Tasks to perform:
a - In the summary of the drain-related outbreak review, copy the part that begins with the words containing "Key takeaway." and ends with "fundamentally different approaches.".
b - Carry on the summary of the drain-related outbreak review from the point where it stops.

Passage for review:
============

19 Drain-Related Outbreaks in 5 Years. Chemical Disinfection Alone Failed in 84% of Cases.

Inkster 2024 Journal of Hospital Infection Peer-Reviewed

Key takeaway.

Drain-related outbreaks are protracted, complex events that resist standard interventions. Of 19 outbreaks reviewed, 84% involved multidrug-resistant organisms, and chemical disinfection alone proved insufficient in most cases. Biofilm recolonization occurred within weeks of treatment, requiring fundamentally different approaches.

The study.

Inkster et al. conducted a comprehensive narrative review of drain-related healthcare-associated infection outbreaks by searching PubMed and Cochrane databases over a five-year period (March 2019 to March 2024). The review identified 19 documented drain-related outbreaks in healthcare settings and synthesized findings on outbreak characteristics, antecedent factors, and multi-modal control strategies implemented during remediation.

The authors found that drain-related outbreaks are protracted and complex events requiring sustained multi-modal interventions for successful control. Outbreaks frequently involved multidrug-resistant pathogens including Pseudomonas aeruginosa, carbapenem-resistant Enterobacterales, and other Gram-negative bacteria. Despite implementation of diverse control measures including chemical disinfection, physical interventions, and drainage modifications, outbreaks often persisted.

============

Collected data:
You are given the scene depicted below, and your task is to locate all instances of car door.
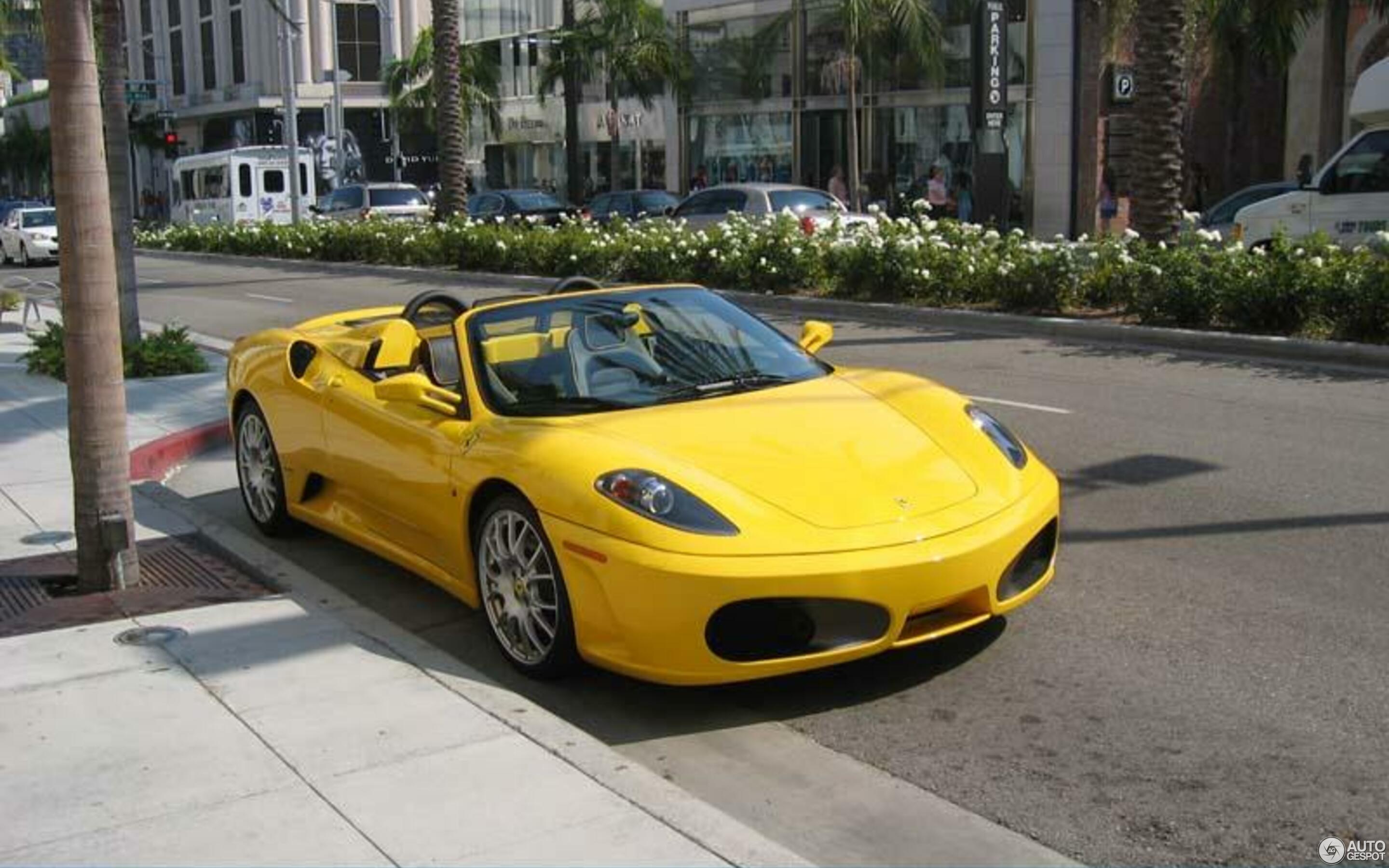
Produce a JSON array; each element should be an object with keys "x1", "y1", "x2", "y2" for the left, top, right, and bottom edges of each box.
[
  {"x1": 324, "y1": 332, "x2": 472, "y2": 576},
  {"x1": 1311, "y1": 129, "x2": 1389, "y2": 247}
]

============

Answer list:
a -
Key takeaway.

Drain-related outbreaks are protracted, complex events that resist standard interventions. Of 19 outbreaks reviewed, 84% involved multidrug-resistant organisms, and chemical disinfection alone proved insufficient in most cases. Biofilm recolonization occurred within weeks of treatment, requiring fundamentally different approaches.

b -
The review revealed significant gaps in outbreak management consistency and emphasized that biofilm-based contamination in plumbing systems remains a persistent challenge despite multiple intervention attempts. Multiple outbreaks demonstrated recolonization of previously disinfected drains within weeks to months, indicating that chemical treatment alone cannot maintain drain systems free of pathogenic biofilms.

Key findings.

  • Multi-modal intervention required Successful outbreak control required multiple concurrent strategies rather than single interventions, with most outbreaks involving chemical disinfection, environmental modifications, and engineering solutions applied simultaneously.
  • Protracted outbreak duration Drain-related outbreaks demonstrated prolonged timelines for resolution, with some spanning months despite aggressive intervention, highlighting the resilience of drain biofilms to standard decontamination approaches.
  • Multidrug-resistant pathogen dominance Sixteen of 19 outbreaks (84%) involved antibiotic-resistant Gram-negative organisms, predominantly Pseudomonas aeruginosa and carbapenem-resistant Enterobacterales.
  • Inconsistent control measures Variation in intervention strategies across outbreaks, with chemical disinfection alone proving insufficient in most cases, suggesting need for standardized protocols incorporating physical and engineering solutions.
  • Biofilm recolonization risk Multiple outbreaks demonstrated recolonization of previously disinfected drains within weeks to months, indicating that chemical treatment alone cannot maintain drain systems free of pathogenic biofilms.

What this means for your facility.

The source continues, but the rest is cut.